• [TEXT EXTRACT]
☆ ☆ ☆ ☆

So I would say that Makerere was very important for me because, side by side with my formal literary education, I had through the library access to the kind of literature that told me of another world, a world which was in many instances my own. But African literature and all Third World literature had no place in the syllabus. African writers were never mentioned as part of the coursework, Third World literature was not taught in the entire department. Thus it was a big surprise later on when I came to learn through my own efforts that African and Third World people had, in fact, been writing for a long time – people like Aime Cesaire from the West Indies or other Negritude writers of Senghor's generation. In addition I had to discover that there had been a lot of writing going on in Africa by Africans, and in the rest of the Third World, in the nineteenth century. So just as at Alliance High School, I was once again confronted with two images - the official or Eurocentric image as seen through the kind of curriculum I was exposed to in the English Department, and the image of a struggling  world as it emerged through the kind of literature I discovered for myself in the library.

The central role of Penpoint should also be mentioned. It was a literary journal of the English Department, but it was a forum at this time for writers of East and Central Africa. If people have noticed that my writing career began with short stories, it was really because of Penpoint, which could only publish short stories.

By the time I went to Leeds I had already written several short stories, three one-act plays, as well as the full-length Black Hermit, and the novels The River Between and Weep Not, Child. It was 1963, and independence had come to Kenya, as well as to other African countries. So I happened to go to Leeds when things were also happening in Kenya, East Africa, in the rest of the continent and in the rest of the Third World generally. This historical context is important for an understanding of the intensification of certain themes in my writing from that time onward. One could also say that at Leeds I encountered a radical intellectual tradition which had grown side by side with a conservative, formal tradition. Once again the kind of pattern I had found at Alliance and at Makerere was to be seen at Leeds University, that is, an official conservative tradition in the classroom which wanted you to identify with the oppressor as a positive human being, and beside it an unofficial, radical tradition which gave you the image of the resister as a positive human being. As before, the second image was the more powerful as far as I was concerned.

My studies at Leeds exposed me to a wider literary world, making me aware of radical literature that embraced the Third World and the socialist world as well. Frantz Fanon's books are an example. The person who first introduced Fanon to Leeds was Grant Kamenju. He went to Paris, and in an obscure little bookshop he found Fanon's book The Damned. That was its first English translation; it was later published outside France under the title The Wretched of the Earth. Of course this book was an eye-opener for me and for other African students at Leeds.

☆ ☆ ☆ ☆

• [INFORMATION SUPPLIED]
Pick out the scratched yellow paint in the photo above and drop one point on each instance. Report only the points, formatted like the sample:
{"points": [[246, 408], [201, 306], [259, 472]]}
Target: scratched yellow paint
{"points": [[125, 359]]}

☆ ☆ ☆ ☆

• [STATED GOAL 1] Copy the part of the memoir excerpt between "The central role" and "publish short stories.", inclusive.
• [STATED GOAL 2] According to the memoir excerpt, why did the writing career it describes begin with short stories? Answer in one to three sentences.
• [STATED GOAL 3]
Answer these questions from the memoir excerpt:
(a) Which journal served as a forum for writers of East and Central Africa?
(b) In what year did the move to Leeds take place?
(c) Who first introduced Fanon to Leeds?

• [EXERCISE RESPONSE 1]
The central role of Penpoint should also be mentioned. It was a literary journal of the English Department, but it was a forum at this time for writers of East and Central Africa. If people have noticed that my writing career began with short stories, it was really because of Penpoint, which could only publish short stories.

• [EXERCISE RESPONSE 2] The writing career began with short stories because of Penpoint, the English Department's literary journal. Penpoint could only publish short stories.

• [EXERCISE RESPONSE 3]
(a) Penpoint
(b) 1963
(c) Grant Kamenju